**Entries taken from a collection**
━━━━━━━━

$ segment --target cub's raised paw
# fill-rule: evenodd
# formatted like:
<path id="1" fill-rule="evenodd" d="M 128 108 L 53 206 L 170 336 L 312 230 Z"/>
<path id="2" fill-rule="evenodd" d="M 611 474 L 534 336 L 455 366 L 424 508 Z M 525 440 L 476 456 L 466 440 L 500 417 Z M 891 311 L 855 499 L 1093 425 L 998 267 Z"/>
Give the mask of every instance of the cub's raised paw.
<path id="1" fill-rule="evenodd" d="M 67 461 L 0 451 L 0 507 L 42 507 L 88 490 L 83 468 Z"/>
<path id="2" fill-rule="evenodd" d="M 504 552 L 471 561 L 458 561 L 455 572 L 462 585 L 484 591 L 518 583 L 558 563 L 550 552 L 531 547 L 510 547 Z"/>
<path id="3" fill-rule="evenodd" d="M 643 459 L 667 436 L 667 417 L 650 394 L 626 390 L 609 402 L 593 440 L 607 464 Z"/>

━━━━━━━━

**Challenge**
Copy the data word for word, from its first line up to and including the line that contains "611 474 L 534".

**Answer to the exercise**
$ segment --target cub's raised paw
# fill-rule: evenodd
# formatted like:
<path id="1" fill-rule="evenodd" d="M 128 108 L 53 206 L 170 336 L 312 230 Z"/>
<path id="2" fill-rule="evenodd" d="M 611 474 L 534 336 L 455 366 L 424 508 Z M 525 440 L 476 456 L 466 440 L 500 417 Z M 891 311 L 855 499 L 1093 425 L 998 267 Z"/>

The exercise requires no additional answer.